Extracted data entries:

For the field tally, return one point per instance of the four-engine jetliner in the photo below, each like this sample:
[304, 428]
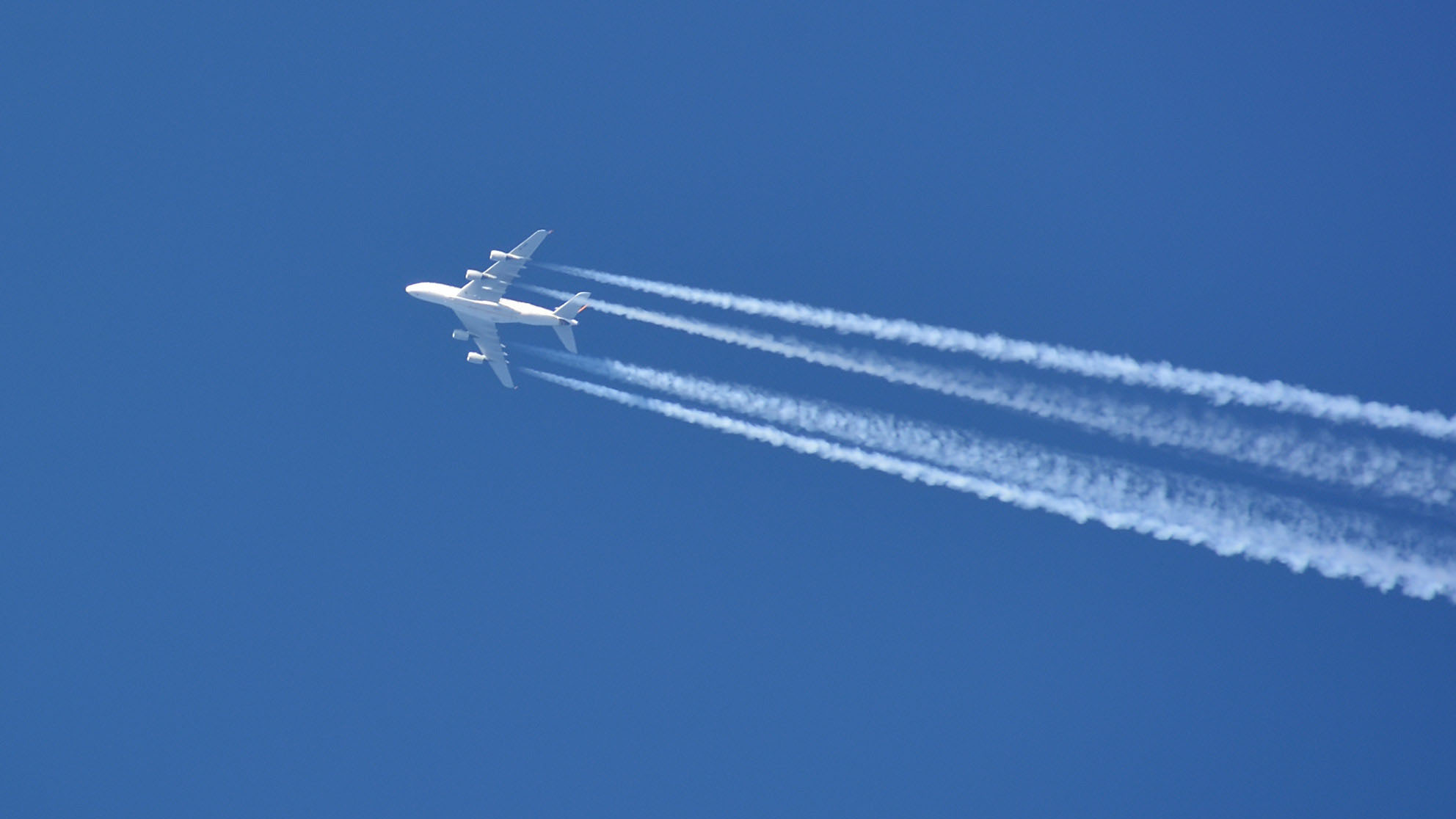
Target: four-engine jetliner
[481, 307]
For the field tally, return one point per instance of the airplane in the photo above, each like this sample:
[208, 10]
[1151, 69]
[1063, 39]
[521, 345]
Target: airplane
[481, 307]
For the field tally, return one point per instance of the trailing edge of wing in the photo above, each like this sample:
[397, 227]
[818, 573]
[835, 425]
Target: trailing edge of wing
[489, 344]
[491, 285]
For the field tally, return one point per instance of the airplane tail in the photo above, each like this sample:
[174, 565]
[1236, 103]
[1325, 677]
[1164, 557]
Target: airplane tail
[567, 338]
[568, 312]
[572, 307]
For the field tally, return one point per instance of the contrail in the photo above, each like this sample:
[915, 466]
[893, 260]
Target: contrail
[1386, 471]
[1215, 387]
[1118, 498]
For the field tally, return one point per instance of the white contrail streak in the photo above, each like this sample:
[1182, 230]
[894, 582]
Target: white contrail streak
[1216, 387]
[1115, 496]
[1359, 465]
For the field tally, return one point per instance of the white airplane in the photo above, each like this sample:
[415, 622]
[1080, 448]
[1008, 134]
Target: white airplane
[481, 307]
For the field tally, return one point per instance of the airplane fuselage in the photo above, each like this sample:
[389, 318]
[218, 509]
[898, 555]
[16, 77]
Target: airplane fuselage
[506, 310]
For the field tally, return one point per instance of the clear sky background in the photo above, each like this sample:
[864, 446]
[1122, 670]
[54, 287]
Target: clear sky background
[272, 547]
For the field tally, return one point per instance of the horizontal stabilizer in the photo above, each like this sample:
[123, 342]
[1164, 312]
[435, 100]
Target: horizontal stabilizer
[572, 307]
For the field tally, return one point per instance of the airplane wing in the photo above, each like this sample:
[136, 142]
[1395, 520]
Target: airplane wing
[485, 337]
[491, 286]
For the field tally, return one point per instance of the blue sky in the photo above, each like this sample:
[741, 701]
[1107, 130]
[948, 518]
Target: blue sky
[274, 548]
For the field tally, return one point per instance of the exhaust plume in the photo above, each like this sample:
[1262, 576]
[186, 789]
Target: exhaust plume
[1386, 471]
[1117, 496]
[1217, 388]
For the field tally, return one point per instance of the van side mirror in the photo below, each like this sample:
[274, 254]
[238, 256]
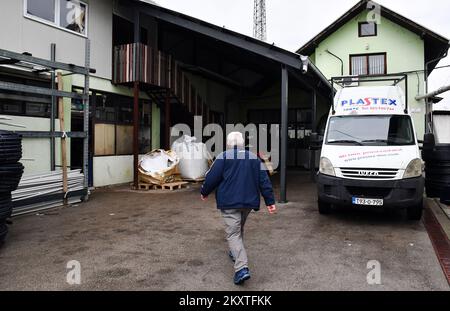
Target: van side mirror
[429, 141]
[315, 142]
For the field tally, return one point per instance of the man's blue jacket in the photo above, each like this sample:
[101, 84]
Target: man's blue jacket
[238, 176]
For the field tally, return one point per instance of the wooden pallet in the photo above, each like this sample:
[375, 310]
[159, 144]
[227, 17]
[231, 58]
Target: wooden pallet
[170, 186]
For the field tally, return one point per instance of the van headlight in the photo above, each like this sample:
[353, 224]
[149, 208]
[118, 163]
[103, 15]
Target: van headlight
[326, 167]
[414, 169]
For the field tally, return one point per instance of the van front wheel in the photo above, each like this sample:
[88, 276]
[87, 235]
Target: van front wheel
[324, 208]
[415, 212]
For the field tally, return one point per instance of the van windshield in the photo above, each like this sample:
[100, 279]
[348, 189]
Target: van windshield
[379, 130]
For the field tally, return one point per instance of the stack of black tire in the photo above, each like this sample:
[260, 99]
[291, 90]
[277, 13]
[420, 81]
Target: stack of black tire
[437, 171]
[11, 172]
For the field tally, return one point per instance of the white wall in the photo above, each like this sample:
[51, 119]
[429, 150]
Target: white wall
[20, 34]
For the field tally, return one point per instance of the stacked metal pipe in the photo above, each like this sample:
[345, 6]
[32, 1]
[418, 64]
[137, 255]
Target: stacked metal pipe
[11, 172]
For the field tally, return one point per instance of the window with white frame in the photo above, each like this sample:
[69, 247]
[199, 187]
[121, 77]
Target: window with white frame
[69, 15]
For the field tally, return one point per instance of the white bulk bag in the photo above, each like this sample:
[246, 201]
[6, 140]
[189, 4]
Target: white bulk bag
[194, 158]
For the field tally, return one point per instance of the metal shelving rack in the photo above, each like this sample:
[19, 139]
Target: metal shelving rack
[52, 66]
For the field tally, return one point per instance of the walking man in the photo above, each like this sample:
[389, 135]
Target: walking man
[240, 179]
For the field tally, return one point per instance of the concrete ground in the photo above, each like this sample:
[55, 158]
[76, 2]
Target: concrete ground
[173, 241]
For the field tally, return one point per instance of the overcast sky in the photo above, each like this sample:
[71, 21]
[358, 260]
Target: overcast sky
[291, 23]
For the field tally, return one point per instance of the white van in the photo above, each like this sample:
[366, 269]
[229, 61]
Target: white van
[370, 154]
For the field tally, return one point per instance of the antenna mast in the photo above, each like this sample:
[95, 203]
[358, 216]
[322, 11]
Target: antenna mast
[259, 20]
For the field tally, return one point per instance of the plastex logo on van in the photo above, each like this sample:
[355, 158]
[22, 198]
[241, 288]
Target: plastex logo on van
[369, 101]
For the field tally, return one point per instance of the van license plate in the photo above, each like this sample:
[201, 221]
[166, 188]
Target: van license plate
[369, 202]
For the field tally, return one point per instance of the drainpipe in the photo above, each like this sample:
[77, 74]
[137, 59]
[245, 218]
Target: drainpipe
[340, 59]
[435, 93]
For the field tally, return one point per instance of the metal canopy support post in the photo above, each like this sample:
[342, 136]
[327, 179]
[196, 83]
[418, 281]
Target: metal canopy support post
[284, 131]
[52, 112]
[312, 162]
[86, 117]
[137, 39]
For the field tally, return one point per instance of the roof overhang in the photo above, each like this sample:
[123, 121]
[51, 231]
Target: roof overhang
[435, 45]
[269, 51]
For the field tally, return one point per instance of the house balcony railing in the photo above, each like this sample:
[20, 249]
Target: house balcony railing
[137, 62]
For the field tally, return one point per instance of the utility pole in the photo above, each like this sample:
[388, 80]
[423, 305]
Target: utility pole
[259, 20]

...

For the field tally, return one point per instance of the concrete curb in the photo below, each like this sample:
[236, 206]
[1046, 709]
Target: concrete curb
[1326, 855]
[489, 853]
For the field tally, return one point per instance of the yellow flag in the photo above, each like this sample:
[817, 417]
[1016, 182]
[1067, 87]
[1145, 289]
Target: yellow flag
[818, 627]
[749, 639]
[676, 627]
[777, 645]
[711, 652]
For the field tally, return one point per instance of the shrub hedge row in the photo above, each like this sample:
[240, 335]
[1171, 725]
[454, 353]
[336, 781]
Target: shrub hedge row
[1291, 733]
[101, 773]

==

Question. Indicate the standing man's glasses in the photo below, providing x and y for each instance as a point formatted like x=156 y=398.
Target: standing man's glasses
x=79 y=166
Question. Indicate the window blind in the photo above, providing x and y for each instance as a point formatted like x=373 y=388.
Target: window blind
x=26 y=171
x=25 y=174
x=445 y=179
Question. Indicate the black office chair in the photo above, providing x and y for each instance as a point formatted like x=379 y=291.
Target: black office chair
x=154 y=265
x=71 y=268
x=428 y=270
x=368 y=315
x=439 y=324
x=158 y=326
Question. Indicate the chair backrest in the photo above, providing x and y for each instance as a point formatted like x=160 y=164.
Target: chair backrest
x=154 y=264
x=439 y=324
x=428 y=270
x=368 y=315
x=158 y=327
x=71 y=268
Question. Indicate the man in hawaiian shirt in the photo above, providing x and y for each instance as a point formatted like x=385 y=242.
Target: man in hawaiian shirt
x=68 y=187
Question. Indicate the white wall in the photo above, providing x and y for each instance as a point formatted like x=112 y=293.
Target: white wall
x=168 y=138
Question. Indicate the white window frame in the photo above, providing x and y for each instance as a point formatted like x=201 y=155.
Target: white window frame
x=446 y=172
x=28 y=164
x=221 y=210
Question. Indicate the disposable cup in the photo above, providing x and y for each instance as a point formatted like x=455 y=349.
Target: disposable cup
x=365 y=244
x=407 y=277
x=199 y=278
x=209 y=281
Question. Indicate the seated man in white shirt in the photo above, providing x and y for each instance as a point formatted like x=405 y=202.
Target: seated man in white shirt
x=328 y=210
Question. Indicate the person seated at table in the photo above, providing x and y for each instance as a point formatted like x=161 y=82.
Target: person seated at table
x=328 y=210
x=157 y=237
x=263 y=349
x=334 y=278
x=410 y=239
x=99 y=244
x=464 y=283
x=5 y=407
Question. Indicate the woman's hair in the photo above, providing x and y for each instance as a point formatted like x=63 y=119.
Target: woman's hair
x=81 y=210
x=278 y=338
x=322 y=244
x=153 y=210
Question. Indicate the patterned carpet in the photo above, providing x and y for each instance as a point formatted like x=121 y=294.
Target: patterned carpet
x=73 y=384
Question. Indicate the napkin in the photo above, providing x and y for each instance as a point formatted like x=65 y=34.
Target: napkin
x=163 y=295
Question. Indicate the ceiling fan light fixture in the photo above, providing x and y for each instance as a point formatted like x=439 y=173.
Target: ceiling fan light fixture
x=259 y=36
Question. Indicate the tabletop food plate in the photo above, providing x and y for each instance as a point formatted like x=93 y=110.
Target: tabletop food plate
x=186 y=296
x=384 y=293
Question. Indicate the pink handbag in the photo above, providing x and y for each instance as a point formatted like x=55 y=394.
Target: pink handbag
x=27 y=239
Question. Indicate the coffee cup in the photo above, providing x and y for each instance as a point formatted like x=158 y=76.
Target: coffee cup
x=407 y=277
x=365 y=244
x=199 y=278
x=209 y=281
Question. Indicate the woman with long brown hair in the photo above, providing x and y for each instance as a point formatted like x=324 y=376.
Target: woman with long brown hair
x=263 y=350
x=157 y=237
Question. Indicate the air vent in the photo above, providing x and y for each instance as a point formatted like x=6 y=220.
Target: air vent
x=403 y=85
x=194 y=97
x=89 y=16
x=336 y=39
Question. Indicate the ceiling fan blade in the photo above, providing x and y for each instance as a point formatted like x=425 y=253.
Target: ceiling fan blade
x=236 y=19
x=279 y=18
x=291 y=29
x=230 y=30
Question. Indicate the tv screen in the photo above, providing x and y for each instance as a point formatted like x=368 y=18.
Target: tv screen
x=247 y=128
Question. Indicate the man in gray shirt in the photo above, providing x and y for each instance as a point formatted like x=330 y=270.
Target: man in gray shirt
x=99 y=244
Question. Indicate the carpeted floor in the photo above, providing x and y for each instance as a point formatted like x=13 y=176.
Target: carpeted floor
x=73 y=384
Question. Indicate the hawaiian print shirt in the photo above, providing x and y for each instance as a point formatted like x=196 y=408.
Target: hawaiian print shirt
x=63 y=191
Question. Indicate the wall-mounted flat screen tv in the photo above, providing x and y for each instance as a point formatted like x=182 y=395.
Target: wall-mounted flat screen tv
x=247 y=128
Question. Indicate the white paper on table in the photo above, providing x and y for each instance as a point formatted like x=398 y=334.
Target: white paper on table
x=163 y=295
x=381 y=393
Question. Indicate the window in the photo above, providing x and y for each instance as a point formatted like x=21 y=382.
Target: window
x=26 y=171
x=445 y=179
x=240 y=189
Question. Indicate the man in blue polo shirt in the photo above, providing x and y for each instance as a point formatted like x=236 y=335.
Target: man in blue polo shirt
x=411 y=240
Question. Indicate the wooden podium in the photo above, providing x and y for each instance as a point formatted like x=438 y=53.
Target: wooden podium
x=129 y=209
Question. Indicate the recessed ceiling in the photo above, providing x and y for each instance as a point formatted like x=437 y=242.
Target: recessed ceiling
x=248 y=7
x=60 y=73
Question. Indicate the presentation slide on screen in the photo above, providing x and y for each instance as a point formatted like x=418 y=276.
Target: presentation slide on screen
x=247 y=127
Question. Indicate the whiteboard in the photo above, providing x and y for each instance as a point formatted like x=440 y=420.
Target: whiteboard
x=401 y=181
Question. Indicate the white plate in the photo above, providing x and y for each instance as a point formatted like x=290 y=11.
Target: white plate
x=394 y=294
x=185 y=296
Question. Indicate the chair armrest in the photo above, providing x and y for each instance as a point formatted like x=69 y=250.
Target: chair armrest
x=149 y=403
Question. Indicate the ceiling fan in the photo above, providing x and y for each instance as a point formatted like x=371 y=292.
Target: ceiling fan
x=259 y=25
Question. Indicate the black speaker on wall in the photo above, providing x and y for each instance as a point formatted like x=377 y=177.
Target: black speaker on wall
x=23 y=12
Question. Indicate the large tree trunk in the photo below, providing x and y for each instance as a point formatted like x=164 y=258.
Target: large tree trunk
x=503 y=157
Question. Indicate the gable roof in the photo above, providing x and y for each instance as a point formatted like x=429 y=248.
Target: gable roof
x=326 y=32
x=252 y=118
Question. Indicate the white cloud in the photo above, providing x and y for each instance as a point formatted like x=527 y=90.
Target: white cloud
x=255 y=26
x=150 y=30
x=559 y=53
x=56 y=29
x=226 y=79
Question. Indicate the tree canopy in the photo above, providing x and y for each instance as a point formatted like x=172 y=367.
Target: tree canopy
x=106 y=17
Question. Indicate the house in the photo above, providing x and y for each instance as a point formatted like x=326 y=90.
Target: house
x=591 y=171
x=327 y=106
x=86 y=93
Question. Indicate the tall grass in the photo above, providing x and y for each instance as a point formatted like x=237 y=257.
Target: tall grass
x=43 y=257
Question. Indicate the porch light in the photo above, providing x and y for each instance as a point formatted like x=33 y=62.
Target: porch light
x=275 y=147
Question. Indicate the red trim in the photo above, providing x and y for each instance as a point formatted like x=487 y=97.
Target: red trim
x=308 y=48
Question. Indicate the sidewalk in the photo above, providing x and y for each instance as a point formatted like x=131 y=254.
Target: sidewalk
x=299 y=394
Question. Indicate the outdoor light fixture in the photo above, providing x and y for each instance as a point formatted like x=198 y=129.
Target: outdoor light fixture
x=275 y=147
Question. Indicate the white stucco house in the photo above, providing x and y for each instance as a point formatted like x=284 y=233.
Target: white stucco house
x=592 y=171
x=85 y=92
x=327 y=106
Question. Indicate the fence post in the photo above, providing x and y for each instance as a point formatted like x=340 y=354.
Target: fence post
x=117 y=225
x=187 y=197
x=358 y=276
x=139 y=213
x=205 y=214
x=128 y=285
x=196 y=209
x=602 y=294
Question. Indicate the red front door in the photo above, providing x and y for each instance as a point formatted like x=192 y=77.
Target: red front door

Exercise directions: Format the data above as a JSON list of strings, one string per line, from the line with "Question. Indicate the white wall" up to and including the line with "x=221 y=210", with blank lines left out.

Response:
[
  "Question. Indicate the white wall in the photo above, providing x and y for each instance as a point formatted like x=112 y=293.",
  "Target: white wall",
  "x=168 y=138",
  "Question. Indicate the white window frame in the photo above, providing x and y for each instance as a point formatted like x=201 y=155.",
  "Target: white window frame",
  "x=446 y=172",
  "x=28 y=164",
  "x=221 y=210"
]